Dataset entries
◇ ◇ ◇ ◇ ◇

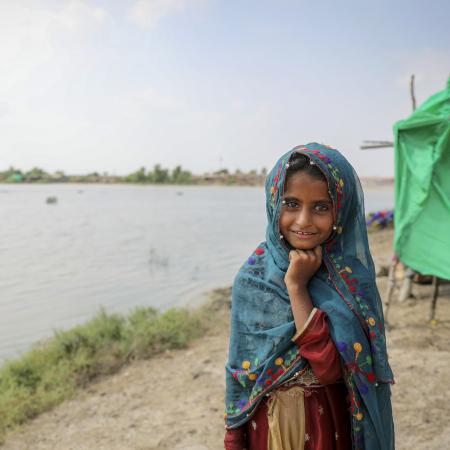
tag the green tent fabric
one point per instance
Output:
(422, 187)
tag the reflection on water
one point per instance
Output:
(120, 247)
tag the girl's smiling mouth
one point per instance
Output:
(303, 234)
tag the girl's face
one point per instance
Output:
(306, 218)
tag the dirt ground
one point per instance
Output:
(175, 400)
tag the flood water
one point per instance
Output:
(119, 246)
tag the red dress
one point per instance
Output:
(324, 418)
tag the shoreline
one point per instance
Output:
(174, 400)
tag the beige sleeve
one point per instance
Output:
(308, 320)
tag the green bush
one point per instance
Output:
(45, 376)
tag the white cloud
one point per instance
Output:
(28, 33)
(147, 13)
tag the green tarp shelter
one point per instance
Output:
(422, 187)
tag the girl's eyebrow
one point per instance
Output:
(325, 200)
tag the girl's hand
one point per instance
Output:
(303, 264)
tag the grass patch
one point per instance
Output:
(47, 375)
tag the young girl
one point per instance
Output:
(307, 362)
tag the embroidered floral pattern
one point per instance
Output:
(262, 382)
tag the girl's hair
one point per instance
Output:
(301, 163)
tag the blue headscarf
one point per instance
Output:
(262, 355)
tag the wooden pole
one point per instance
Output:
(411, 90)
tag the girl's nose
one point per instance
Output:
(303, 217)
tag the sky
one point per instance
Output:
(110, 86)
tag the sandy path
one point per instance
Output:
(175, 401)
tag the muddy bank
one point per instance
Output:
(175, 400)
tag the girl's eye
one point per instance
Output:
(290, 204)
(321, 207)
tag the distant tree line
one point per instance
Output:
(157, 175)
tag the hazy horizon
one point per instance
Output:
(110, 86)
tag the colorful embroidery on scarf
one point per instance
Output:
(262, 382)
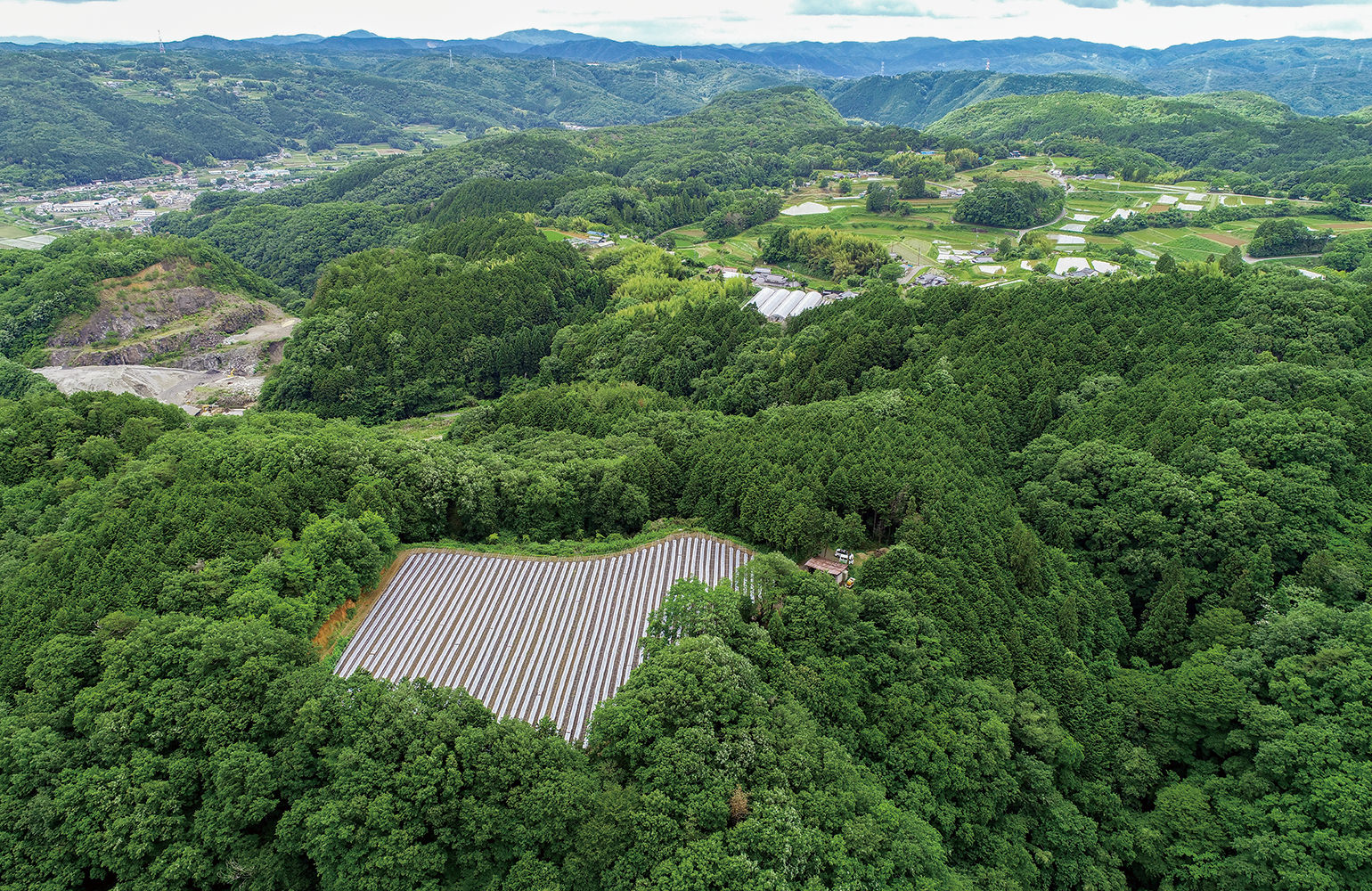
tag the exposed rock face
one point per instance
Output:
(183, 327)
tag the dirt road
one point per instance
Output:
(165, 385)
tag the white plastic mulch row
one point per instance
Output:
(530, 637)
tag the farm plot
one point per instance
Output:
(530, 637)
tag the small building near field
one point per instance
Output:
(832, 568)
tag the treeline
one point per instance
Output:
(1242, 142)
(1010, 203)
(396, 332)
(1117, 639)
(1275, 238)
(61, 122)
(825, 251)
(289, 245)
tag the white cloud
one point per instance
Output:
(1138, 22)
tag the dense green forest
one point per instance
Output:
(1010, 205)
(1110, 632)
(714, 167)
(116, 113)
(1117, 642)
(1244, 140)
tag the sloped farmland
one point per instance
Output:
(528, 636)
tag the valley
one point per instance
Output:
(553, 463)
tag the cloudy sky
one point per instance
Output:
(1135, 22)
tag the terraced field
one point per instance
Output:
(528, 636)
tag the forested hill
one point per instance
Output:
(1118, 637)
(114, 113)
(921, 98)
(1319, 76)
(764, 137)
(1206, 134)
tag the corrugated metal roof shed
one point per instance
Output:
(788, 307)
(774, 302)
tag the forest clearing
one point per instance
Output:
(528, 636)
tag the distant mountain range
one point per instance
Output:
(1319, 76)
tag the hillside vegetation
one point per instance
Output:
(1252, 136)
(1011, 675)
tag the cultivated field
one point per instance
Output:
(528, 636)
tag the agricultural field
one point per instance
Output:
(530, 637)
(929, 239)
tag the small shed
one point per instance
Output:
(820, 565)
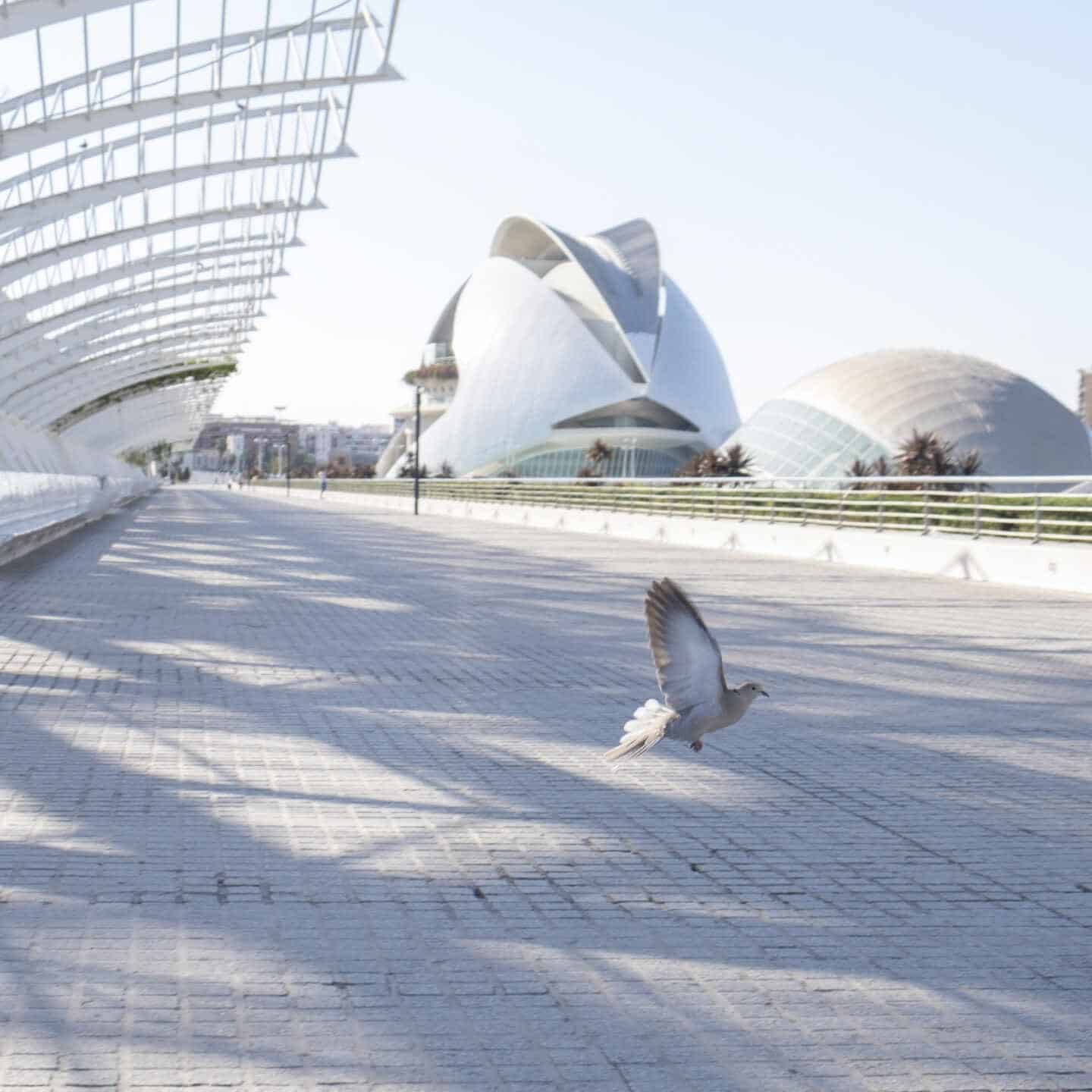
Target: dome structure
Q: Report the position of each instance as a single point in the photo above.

◇ ◇ ◇ ◇ ◇

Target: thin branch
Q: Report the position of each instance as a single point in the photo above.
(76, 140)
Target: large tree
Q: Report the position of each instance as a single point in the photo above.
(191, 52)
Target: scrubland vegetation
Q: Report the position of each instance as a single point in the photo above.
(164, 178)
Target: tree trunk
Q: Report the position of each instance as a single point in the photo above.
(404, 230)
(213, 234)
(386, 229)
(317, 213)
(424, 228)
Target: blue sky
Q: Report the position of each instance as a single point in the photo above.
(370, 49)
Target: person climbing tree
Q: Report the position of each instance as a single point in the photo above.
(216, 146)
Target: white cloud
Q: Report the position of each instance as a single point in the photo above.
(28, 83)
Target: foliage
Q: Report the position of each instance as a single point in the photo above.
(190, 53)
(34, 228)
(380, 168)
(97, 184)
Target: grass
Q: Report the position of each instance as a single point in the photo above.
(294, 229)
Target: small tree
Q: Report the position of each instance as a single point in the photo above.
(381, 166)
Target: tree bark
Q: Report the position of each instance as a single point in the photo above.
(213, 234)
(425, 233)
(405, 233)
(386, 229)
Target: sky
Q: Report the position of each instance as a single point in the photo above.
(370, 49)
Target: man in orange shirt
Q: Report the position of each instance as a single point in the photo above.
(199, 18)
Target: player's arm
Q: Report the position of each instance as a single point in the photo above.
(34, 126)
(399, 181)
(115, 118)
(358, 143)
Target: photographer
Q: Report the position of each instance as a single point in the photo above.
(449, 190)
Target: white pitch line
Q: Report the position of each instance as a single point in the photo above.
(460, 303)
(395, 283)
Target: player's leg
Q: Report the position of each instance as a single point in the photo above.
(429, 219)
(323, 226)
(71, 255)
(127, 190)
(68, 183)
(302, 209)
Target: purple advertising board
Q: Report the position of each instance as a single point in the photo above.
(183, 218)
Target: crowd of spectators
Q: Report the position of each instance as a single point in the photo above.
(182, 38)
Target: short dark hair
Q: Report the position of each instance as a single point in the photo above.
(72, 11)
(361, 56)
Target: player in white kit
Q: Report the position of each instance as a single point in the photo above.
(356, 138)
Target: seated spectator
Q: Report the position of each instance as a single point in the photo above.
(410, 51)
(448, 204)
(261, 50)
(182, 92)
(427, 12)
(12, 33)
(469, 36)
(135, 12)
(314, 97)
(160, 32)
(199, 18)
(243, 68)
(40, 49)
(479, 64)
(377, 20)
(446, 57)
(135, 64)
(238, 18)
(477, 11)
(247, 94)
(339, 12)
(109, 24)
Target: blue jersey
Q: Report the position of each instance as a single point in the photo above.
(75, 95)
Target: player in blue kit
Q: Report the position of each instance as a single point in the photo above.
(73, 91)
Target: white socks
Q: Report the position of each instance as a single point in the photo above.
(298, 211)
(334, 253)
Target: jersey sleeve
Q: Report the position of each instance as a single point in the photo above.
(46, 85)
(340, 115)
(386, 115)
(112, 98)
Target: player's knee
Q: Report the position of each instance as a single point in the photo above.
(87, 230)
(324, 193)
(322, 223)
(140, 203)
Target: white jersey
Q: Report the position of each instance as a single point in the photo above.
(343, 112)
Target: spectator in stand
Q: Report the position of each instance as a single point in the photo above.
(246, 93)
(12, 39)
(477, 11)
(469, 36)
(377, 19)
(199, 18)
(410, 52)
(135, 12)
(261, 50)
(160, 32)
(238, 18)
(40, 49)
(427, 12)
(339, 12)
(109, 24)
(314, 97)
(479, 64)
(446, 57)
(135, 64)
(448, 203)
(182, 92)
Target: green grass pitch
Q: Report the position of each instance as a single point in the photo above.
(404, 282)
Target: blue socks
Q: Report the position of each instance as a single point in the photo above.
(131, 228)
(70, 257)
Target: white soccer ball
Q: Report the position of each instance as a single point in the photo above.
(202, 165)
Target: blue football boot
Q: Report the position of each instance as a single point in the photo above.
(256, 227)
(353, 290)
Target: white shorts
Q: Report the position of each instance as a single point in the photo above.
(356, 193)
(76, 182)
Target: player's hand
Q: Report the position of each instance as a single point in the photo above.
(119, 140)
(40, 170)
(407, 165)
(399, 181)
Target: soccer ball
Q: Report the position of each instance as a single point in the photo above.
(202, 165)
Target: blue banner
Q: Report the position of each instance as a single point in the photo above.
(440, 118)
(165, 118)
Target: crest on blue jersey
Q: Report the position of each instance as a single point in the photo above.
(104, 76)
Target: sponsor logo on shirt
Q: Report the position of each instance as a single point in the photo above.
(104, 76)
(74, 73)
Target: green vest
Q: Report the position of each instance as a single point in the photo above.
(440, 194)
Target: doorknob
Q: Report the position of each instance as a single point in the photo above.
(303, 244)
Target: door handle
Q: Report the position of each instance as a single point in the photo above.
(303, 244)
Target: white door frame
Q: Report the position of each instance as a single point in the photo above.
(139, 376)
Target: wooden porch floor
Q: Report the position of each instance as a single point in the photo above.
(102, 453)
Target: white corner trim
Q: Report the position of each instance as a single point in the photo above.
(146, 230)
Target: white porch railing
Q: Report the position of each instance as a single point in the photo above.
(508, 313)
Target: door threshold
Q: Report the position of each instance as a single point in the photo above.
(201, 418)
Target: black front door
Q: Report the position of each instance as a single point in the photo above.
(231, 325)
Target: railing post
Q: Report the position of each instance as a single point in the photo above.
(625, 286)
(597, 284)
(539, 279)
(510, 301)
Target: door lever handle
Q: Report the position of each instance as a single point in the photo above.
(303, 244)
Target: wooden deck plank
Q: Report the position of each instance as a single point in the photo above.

◇ ◇ ◇ ◇ ◇

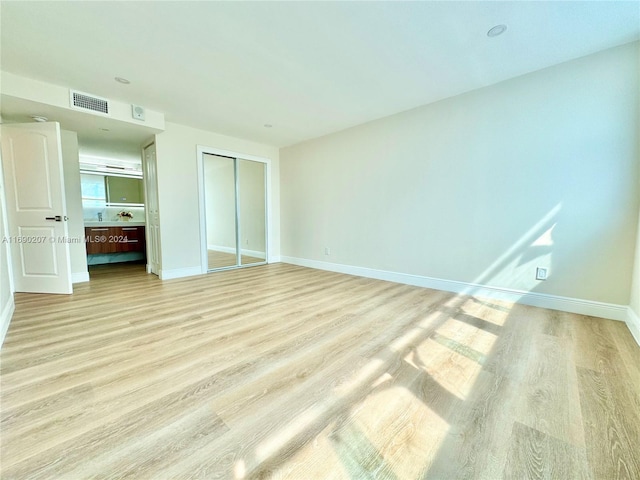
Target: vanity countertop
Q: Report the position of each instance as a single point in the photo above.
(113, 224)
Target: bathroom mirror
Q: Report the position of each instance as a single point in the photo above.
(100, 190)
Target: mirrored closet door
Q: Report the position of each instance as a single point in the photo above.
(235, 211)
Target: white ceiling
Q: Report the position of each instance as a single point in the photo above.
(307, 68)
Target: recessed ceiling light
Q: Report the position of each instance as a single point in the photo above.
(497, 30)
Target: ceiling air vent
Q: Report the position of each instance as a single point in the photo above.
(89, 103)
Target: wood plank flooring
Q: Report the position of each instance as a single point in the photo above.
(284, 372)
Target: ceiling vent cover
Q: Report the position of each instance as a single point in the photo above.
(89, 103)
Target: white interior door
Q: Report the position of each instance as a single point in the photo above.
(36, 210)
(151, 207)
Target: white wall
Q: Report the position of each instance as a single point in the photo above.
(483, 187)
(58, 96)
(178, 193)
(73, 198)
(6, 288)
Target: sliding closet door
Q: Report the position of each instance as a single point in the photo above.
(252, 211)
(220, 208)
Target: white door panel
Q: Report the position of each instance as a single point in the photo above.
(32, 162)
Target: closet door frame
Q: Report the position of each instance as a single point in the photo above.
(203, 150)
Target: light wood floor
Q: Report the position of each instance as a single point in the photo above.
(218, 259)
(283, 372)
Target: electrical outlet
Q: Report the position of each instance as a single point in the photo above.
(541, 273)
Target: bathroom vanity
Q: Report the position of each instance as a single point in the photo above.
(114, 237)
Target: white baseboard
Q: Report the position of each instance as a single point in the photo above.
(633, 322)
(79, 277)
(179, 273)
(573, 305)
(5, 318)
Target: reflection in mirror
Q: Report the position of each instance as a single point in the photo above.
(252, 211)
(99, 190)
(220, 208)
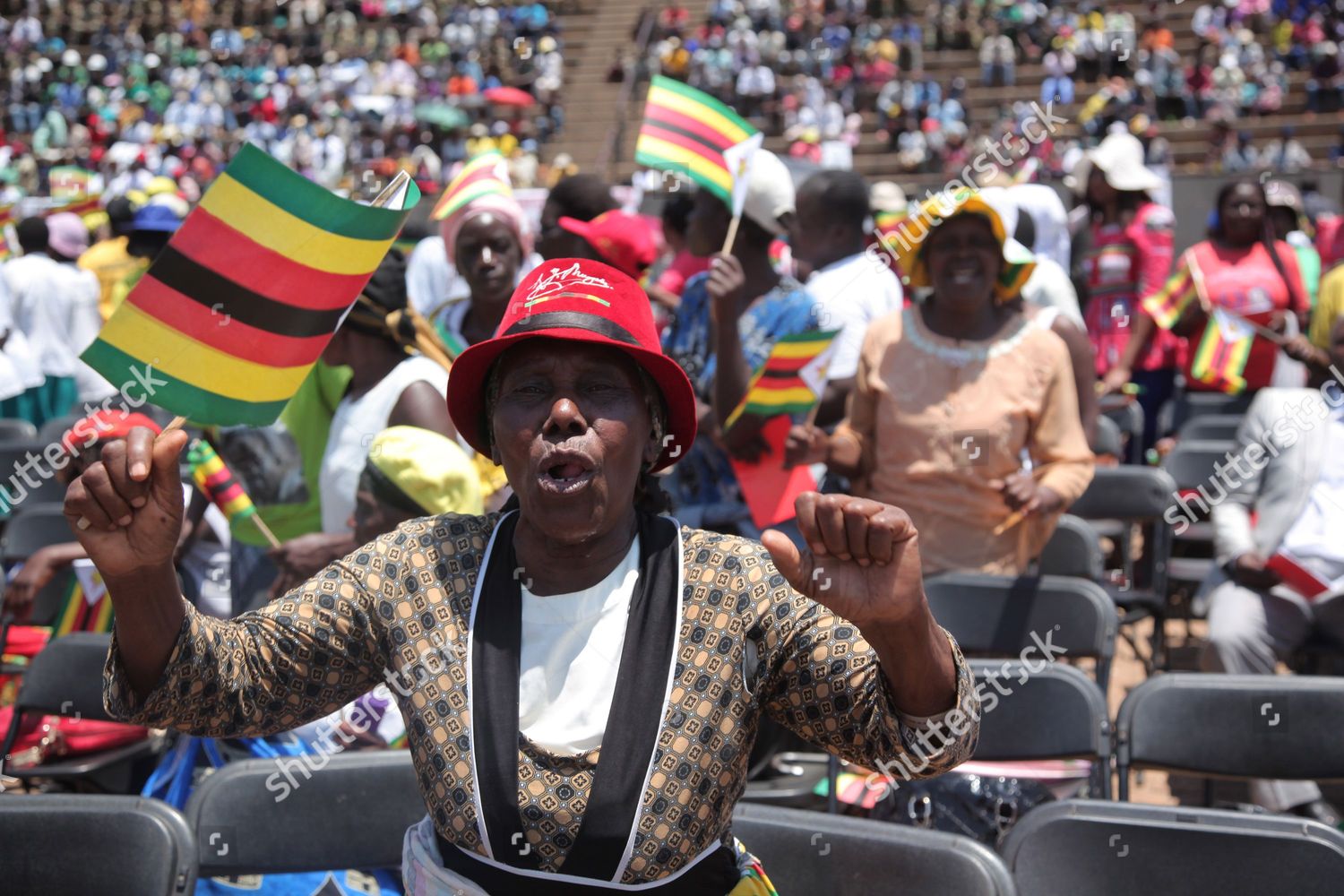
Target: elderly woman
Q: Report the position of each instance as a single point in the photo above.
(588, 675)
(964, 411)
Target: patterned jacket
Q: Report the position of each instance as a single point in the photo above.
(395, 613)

◇ ◇ ◇ ◇ ◇

EXERCISE BRIEF >> Using the data above, reproduce exactly the lines between those holding "Target: blue football boot" and "Target: sponsor logo on shirt", inclusive, and no others.

SOLUTION TO THIS TASK >>
Target: blue football boot
Q: Report the position of each instance as a single point in the photo above.
(256, 227)
(353, 290)
Target: white shorts
Q: Report the position of each instance as a single point in the photo above.
(356, 193)
(76, 182)
Target: player's hand
Q: Report the position of each instance as a single point in the photo above.
(119, 140)
(40, 170)
(407, 165)
(399, 181)
Target: soccer ball
Q: Report the position of each instance as a single point in the photo above.
(202, 165)
Target: blue banner
Q: Report the position of each instance as a single point in the photo above.
(440, 118)
(165, 118)
Target: crest on blue jersey
Q: Report the position of each instance as a single point in the photo above.
(104, 76)
Target: sponsor logo on shirt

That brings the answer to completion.